__VORLIEGENDER TEXT__:
»»

Nicht direkt alienfilme aber auch sehr gut:
AI Künstliche Intelligenz
Contact
Daybrakers
Priest
Equilibrium
Minority Report
Moon
Watchmen
Per Anhalter durch die Galaxis


----------



## troppa (3. Mai 2012)

Krieg der Welten
Das Ding
Blobb
Der Tag, an dem die Erde stillstand
Solaris
Der schweigende Stern

Alles unbedingt im Original sehen, zur Not halt die Augen bei den Effekten zu, aber die Atomsphäre ist um längen besser als bei den weichgespülten Neufassungen.


----------



## Tiz92 (3. Mai 2012)

Doktor Who will auf mich einfach nicht so richtig überspringen  Ich werde mich damit nochmal bisschen befassen und mal schauen. 

Zu den anderen vielen Dank. Einige davon hab ich schon gesehen und die anderen kommen mal auf meine Liste  

Wenn wir schon dabei sind können wir ja auf Kriegsfilmen ausdehnen. Da hab ich zwar schon seehr viele gesehen und ich nehme mir ja grad Science Fiction vor, aber vielleicht hat jemand ein Geheimtipp.


----------



## JackOnell (3. Mai 2012)

Tiz92 schrieb:
			
		

> Doktor Who will auf mich einfach nicht so richtig überspringen  Ich werde mich damit nochmal bisschen befassen und mal schauen.
> 
> Zu den anderen vielen Dank. Einige davon hab ich schon gesehen und die anderen kommen mal auf meine Liste
> 
> Wenn wir schon dabei sind können wir ja auf Kriegsfilmen ausdehnen. Da hab ich zwar schon seehr viele gesehen und ich nehme mir ja grad Science Fiction vor, aber vielleicht hat jemand ein Geheimtipp.



Mann muss es halt mögen und wenn es nach mir geht kommt das direkt nach sg1 und da ein srargate schwer zu bauen ist baue ich halt eine blaue Police Box für den Vorgarten


----------



## Tiz92 (3. Mai 2012)

JackOnell schrieb:


> Mann muss es halt mögen und wenn es nach mir geht kommt das direkt nach sg1 und da ein srargate schwer zu bauen ist baue ich halt eine blaue Police Box für den Vorgarten


 
Ja ich verstehe dich. Das gleiche ist mit Stalker, die einen lieben es (wie ich) und die anderen hassen es.  Trotzdem vielen Dank für deine Bemühungen.


----------



## JackOnell (3. Mai 2012)

Tiz92 schrieb:
			
		

> Ja ich verstehe dich. Das gleiche ist mit Stalker, die einen lieben es (wie ich) und die anderen hassen es.  Trotzdem vielen Dank für deine Bemühungen.

««

__FOLGENDES BEARBEITEN__:
• A. Was will JackOnell im Forumsauszug in seinem Vorgarten bauen, weil ein Stargate zu schwer zu bauen ist?
• B. Entnimm den Datensätzen jede Zeile, in der das Wort „cluster“ vorkommt. Achte dabei auf Groß- und Kleinschreibung.

(Datensätze mit Umrissannotationen)
»»

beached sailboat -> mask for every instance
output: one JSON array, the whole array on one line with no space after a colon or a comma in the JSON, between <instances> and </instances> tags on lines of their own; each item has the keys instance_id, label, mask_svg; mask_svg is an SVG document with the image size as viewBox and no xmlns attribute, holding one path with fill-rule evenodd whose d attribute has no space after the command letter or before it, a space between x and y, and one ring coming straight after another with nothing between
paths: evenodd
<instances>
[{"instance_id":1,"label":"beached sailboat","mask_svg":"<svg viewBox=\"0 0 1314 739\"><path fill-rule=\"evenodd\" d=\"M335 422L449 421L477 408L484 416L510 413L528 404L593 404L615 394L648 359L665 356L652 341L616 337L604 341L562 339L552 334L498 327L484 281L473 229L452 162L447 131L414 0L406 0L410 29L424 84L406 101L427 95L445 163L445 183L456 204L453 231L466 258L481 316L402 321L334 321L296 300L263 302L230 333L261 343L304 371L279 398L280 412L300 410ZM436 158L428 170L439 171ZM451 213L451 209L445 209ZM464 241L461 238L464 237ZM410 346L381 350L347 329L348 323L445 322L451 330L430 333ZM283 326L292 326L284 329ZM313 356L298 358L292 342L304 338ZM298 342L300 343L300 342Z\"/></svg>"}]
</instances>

««
»»

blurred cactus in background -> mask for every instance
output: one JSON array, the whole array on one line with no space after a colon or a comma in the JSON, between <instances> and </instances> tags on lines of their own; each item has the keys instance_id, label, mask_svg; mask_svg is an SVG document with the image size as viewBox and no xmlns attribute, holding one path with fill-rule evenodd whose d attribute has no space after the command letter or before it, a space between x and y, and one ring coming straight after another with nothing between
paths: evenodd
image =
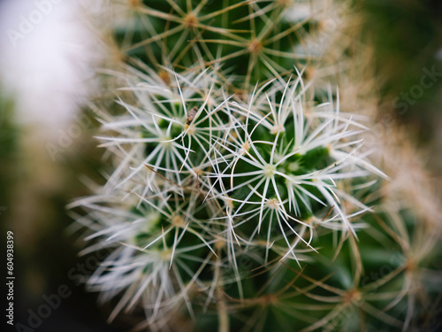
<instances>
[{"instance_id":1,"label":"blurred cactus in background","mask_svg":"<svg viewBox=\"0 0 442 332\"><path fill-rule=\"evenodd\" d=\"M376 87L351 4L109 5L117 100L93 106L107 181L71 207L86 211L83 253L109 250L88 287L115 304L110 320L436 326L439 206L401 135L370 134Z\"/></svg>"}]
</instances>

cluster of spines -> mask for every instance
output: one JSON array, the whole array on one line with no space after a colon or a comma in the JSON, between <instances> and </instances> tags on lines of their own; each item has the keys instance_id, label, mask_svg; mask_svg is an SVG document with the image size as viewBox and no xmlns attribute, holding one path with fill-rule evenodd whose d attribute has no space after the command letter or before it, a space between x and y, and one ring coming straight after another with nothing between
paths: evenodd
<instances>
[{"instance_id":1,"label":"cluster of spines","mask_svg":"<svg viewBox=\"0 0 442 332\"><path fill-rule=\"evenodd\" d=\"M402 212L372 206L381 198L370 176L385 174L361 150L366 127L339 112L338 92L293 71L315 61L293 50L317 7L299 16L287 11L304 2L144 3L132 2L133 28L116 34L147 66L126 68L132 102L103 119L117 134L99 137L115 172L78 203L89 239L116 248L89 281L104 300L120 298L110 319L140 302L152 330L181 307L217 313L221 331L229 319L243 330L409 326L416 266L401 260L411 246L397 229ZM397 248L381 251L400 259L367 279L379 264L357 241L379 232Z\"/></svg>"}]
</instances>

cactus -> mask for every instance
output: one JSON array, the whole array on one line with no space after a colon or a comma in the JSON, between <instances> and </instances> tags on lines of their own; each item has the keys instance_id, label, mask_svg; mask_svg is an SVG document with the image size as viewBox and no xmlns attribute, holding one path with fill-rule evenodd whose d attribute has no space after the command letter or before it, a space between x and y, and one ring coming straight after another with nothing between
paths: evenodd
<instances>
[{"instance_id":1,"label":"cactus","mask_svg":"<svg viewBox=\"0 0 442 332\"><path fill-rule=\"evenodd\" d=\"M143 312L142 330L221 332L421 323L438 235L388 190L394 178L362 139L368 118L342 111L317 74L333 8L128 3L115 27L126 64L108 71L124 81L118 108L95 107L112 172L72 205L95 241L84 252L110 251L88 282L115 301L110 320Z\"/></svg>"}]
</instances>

««

__LÖSUNGEN DER REIHE NACH__:
• A. Eine blaue Police Box.

• B.
cluster of spines -> mask for every instance
[{"instance_id":1,"label":"cluster of spines","mask_svg":"<svg viewBox=\"0 0 442 332\"><path fill-rule=\"evenodd\" d=\"M402 212L372 206L381 198L370 176L385 174L361 150L366 127L339 112L338 92L293 71L315 61L293 50L317 7L299 16L287 11L304 2L144 3L132 2L133 28L116 34L147 66L126 68L132 102L103 119L117 134L99 137L115 172L78 203L89 239L116 248L89 281L104 300L120 298L110 319L140 302L152 330L181 307L217 313L221 331L229 319L243 330L409 326L416 266L401 260L411 246L397 229ZM397 248L381 251L400 259L367 279L379 264L357 241L379 232Z\"/></svg>"}]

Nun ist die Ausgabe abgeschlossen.